Recorded data:

[BEGIN]

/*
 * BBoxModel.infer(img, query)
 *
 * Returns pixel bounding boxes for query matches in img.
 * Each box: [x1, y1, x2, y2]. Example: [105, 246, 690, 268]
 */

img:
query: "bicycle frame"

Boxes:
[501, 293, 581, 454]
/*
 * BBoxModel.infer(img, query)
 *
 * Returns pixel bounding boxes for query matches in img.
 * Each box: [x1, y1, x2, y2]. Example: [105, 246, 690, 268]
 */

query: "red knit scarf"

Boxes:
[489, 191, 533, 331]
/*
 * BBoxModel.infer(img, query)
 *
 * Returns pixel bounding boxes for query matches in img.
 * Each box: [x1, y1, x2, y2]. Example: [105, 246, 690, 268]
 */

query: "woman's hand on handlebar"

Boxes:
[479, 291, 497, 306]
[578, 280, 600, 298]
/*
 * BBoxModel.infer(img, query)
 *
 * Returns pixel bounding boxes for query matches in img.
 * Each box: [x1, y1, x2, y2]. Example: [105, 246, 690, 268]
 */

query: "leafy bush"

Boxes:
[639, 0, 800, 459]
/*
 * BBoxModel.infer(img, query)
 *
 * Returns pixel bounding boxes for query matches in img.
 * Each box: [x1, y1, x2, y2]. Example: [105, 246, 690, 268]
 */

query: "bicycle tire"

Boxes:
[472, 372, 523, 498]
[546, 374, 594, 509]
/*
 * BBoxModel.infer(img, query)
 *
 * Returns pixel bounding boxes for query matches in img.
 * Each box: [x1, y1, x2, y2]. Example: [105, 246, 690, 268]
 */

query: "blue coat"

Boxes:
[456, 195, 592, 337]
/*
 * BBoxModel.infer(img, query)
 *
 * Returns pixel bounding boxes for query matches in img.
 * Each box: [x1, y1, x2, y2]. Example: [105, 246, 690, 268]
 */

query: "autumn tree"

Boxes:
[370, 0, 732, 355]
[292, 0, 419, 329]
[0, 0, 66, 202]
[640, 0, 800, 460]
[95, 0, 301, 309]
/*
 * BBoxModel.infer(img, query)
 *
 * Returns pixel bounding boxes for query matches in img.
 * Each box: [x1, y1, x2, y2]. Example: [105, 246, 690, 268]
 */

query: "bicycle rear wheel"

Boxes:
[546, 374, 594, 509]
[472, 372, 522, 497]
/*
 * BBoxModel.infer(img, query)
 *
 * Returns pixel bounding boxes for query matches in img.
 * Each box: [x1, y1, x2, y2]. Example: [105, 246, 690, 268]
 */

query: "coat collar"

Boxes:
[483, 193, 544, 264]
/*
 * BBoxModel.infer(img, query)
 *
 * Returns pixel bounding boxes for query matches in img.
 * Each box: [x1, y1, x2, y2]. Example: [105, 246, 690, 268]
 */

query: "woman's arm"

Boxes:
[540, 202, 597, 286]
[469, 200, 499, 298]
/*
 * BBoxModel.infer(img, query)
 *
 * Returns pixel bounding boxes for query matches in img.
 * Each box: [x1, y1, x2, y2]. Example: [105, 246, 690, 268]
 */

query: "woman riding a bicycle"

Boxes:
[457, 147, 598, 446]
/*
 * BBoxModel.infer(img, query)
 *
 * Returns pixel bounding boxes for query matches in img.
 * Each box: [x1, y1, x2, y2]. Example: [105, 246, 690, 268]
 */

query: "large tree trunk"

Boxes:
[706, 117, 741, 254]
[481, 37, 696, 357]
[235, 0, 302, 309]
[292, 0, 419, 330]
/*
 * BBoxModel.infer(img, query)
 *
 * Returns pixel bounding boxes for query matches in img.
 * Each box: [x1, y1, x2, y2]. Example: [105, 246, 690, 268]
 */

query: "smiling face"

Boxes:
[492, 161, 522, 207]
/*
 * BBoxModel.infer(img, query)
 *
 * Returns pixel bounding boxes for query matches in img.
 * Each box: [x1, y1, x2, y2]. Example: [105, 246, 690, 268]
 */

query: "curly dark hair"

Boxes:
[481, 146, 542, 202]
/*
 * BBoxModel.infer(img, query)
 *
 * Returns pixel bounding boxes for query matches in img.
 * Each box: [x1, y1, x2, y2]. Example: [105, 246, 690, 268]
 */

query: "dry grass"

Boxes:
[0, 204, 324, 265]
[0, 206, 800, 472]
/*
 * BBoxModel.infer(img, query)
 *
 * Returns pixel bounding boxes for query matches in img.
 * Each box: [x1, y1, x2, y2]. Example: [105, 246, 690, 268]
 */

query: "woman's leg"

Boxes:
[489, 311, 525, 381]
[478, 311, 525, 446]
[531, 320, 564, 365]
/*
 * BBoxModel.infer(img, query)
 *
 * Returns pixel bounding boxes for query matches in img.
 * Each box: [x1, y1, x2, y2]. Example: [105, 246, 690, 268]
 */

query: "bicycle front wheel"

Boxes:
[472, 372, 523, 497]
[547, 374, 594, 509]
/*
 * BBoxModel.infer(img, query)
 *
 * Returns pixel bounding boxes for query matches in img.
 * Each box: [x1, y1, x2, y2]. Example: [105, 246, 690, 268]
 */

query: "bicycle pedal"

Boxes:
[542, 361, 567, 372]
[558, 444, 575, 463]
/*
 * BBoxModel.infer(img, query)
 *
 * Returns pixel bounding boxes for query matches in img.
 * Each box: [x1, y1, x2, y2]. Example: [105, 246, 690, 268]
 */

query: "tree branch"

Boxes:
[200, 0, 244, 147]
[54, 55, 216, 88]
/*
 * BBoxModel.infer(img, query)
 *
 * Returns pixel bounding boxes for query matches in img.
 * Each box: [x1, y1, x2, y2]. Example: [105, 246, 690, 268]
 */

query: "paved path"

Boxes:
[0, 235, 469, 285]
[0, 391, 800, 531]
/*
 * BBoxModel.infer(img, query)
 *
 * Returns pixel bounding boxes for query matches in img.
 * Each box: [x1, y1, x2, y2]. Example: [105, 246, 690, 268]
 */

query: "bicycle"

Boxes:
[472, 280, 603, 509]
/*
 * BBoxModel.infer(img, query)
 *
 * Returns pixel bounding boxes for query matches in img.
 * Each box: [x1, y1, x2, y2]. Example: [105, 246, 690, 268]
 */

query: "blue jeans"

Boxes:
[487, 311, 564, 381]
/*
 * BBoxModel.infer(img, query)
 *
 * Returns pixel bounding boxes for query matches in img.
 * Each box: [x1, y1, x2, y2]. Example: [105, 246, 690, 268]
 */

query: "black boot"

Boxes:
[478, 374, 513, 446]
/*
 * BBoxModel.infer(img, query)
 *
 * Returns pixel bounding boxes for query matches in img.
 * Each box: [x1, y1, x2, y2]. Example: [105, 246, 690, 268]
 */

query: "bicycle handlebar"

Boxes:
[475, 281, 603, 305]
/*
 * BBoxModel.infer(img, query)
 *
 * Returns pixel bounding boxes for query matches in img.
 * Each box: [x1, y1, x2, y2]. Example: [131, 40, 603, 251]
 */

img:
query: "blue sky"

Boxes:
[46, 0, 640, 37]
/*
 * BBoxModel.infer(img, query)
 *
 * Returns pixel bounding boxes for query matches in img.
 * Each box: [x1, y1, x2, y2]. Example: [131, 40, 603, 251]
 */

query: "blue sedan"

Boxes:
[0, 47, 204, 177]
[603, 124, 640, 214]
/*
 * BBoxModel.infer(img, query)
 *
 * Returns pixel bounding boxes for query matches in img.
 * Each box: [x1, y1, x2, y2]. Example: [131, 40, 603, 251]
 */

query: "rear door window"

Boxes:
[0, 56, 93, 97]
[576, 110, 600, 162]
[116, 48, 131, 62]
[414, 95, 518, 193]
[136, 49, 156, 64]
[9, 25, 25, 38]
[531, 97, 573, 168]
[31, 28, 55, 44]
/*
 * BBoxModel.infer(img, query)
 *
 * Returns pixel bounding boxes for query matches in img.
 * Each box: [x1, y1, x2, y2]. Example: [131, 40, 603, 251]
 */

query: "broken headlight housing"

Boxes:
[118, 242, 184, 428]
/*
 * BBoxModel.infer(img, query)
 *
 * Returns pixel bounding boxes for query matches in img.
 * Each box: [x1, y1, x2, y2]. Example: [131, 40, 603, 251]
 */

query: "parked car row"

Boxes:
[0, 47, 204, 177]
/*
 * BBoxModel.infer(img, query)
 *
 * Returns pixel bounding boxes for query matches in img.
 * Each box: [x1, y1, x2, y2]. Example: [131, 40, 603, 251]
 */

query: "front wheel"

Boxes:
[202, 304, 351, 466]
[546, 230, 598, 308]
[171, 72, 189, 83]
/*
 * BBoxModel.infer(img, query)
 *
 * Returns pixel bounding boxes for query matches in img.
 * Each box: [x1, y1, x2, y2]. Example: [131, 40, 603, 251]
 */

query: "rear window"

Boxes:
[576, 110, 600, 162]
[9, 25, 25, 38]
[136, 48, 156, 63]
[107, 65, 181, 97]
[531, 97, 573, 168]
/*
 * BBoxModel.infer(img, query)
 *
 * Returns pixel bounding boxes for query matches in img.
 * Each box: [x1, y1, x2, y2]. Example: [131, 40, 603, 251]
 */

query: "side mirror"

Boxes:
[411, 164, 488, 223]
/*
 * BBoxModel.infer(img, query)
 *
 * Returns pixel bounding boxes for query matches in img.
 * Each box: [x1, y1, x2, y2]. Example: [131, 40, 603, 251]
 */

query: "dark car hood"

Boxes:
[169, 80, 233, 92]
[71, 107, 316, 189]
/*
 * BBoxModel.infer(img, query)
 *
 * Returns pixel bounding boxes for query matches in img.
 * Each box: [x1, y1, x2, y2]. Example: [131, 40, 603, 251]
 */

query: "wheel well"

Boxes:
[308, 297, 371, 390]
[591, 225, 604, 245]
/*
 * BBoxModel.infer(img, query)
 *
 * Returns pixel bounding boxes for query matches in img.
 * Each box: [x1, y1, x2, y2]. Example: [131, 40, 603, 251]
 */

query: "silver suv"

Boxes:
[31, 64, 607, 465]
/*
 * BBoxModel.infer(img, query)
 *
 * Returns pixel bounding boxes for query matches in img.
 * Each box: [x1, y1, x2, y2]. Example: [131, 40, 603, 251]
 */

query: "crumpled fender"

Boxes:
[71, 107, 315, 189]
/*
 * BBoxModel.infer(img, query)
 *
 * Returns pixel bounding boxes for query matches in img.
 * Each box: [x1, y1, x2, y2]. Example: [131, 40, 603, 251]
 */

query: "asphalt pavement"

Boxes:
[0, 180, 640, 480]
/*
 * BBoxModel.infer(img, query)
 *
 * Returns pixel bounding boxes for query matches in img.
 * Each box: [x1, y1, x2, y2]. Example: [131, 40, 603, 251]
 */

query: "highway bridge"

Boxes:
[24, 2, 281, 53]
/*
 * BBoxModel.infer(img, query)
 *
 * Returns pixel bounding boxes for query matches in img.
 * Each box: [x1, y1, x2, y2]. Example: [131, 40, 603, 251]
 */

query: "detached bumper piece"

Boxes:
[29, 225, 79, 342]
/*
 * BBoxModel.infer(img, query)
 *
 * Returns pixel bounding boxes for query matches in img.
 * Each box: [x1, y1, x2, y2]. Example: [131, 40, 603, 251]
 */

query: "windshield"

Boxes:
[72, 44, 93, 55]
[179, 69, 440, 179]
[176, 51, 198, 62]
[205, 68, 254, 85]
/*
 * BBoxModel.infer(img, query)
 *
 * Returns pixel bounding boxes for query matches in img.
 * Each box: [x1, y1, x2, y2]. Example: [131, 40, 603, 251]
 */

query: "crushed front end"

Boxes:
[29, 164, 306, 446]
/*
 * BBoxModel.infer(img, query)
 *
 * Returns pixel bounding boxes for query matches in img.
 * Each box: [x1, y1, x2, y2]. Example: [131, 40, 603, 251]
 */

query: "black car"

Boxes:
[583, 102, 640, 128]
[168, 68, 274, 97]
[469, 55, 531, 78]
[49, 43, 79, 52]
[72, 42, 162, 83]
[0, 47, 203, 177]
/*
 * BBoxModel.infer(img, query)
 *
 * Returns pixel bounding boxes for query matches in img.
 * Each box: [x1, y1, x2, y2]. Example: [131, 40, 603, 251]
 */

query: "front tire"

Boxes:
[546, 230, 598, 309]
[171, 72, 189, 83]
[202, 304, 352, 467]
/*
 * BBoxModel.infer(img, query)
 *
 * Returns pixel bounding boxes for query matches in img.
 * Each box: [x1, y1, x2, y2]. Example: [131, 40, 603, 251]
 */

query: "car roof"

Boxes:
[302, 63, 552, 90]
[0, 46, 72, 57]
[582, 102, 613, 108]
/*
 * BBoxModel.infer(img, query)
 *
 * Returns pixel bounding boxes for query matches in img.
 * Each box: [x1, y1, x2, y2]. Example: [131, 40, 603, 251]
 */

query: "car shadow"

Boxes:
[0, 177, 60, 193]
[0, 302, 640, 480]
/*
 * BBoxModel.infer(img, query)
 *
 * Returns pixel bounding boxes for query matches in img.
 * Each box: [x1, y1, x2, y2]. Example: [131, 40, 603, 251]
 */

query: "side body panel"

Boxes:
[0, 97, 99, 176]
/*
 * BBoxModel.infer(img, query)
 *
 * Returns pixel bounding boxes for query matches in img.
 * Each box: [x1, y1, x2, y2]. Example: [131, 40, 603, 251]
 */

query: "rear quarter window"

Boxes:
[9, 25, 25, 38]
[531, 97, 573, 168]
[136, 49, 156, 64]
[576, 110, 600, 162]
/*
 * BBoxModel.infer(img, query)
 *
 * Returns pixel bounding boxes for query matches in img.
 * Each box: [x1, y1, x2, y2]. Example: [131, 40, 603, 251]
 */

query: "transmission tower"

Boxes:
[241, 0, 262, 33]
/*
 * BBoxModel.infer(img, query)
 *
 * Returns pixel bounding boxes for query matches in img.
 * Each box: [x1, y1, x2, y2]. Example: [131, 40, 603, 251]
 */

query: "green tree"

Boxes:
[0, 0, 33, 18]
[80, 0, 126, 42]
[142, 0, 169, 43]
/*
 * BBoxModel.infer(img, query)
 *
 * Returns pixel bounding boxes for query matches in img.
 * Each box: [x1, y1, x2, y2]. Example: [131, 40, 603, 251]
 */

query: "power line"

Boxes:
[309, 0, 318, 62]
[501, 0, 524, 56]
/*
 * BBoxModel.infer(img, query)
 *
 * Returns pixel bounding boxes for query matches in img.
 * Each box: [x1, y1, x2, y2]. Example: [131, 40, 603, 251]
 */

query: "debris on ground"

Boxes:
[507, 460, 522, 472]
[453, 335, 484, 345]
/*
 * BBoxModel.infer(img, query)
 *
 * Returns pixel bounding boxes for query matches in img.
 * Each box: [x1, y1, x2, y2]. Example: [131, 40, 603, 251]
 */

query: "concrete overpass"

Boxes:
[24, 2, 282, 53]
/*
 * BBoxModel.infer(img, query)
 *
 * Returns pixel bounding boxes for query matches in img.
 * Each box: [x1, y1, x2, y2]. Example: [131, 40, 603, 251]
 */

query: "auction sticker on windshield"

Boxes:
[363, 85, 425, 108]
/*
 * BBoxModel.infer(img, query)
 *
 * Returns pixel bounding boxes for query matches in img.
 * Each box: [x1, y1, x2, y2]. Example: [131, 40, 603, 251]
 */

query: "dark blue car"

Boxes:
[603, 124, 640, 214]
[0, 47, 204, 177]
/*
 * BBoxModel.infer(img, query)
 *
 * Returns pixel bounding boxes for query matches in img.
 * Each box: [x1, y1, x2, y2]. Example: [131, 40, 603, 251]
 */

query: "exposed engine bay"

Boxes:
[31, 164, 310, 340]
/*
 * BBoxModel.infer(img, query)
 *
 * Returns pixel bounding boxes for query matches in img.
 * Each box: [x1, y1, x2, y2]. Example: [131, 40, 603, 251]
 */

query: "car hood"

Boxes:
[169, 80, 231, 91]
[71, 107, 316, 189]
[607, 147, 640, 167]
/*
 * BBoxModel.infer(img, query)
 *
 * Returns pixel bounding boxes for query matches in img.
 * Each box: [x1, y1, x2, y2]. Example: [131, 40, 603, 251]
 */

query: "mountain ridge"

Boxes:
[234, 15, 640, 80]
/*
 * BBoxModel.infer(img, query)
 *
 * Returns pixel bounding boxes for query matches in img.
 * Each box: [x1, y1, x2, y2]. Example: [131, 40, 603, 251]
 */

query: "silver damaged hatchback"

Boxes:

[END]

Short task: Transcribe the material verbatim from its first line through the line containing "[489, 191, 533, 331]", with that line included.

Expected answer:
/*
 * BBoxModel.infer(img, query)
 *
 * Returns pixel bounding boxes for query matches in img.
 * Each box: [x1, y1, x2, y2]. Example: [105, 246, 690, 268]
 */

img:
query: "bicycle frame"

Boxes:
[501, 293, 581, 454]
/*
 * BBoxModel.infer(img, query)
 *
 * Returns pixel bounding boxes for query matches in img.
 * Each box: [x1, y1, x2, y2]. Example: [105, 246, 690, 268]
 */

query: "red knit scarf"

Boxes:
[489, 191, 533, 331]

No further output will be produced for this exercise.